* Problem to solve
Put every line of the records below into a numbered list, leaving out any blank lines.

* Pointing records
== == ==

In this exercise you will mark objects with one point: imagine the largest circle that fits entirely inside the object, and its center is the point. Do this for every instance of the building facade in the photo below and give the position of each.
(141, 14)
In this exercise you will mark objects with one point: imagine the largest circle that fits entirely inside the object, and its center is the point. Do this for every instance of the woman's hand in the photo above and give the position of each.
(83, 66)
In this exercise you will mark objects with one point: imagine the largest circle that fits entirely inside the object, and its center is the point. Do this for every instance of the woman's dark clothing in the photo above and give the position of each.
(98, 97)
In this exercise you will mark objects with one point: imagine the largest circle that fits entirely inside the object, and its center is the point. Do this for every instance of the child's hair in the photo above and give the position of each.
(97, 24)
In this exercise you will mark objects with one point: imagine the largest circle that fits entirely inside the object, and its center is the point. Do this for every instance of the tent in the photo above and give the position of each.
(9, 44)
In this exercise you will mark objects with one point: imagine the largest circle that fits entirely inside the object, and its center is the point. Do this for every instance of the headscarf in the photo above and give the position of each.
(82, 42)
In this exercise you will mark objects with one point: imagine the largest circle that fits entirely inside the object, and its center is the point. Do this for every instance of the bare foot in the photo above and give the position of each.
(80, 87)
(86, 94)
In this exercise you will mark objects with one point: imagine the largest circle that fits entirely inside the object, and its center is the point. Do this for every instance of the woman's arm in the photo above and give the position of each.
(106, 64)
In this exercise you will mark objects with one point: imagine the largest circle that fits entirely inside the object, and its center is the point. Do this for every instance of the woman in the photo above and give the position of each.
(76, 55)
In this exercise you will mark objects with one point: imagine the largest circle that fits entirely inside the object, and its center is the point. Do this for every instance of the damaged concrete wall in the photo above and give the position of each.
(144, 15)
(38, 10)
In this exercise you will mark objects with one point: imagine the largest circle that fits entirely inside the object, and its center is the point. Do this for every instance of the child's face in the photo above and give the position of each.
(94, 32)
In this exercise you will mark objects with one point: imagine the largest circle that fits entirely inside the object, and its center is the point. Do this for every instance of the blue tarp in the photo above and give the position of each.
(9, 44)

== == ==

* Final answer
1. In this exercise you will mark objects with one point: imagine the largest circle that fits entirely inside the object, and its center is the point. Do this for every instance of the building facade in the photo below and give the position of each.
2. (141, 14)
3. In this exercise you will mark objects with one point: imagine the largest circle that fits entirely inside the object, and its center is the point. Do this for every instance of the woman's hand in the photo above and give the position of each.
4. (83, 66)
5. In this exercise you will mark objects with one point: imagine the largest circle that fits entirely inside the object, and its center is the point. Do this for every instance of the woman's dark clothing in the photo above and give the position of each.
6. (98, 97)
7. In this exercise you will mark objects with one point: imagine the largest circle that fits entirely inside the object, and its center is the point. Do this for every instance of the child's hair in the photo above and give the position of each.
8. (97, 24)
9. In this exercise you will mark objects with one point: imagine the largest circle that fits entirely inside the object, and its center is the point. Do this for every instance of the tent in the photo above and give the position of each.
10. (9, 44)
11. In this exercise you will mark objects with one point: imagine the largest circle that fits entirely inside the object, and its center is the point. Do this for every instance of the headscarf in the photo above and give the position of each.
12. (82, 42)
13. In this exercise you will mark objects with one point: imagine the largest circle that fits entirely inside the object, and its center is the point. Do this for every instance of the bare foot in the photo above and give the position of each.
14. (80, 87)
15. (86, 94)
16. In this exercise you will mark objects with one point: imagine the largest circle that fits entirely inside the object, and its center is the point. Do this for every instance of the woman's arm in the photo above and give the position of each.
17. (106, 64)
18. In this exercise you will mark objects with one point: imagine the largest circle that fits entirely inside the object, and its center is the point. Do this for every instance of the woman in the photo above and give the position of each.
19. (76, 55)
20. In this exercise you will mark objects with one point: imagine the largest circle that fits entirely inside the object, and its center is the point. Do this for every instance of the damaged concrete wall in the photo above and give the position of each.
21. (144, 15)
22. (38, 10)
23. In this exercise you will mark objects with one point: imagine the largest circle that fits entirely inside the object, and its center is the point. Do this for every instance of the child's face in the photo above and give the position of each.
24. (94, 32)
25. In this exercise you will mark objects with one point: imagine the largest circle that fits entirely inside the object, and its center is the point. Do this for every instance of the blue tarp in the photo above and give the position of each.
26. (9, 44)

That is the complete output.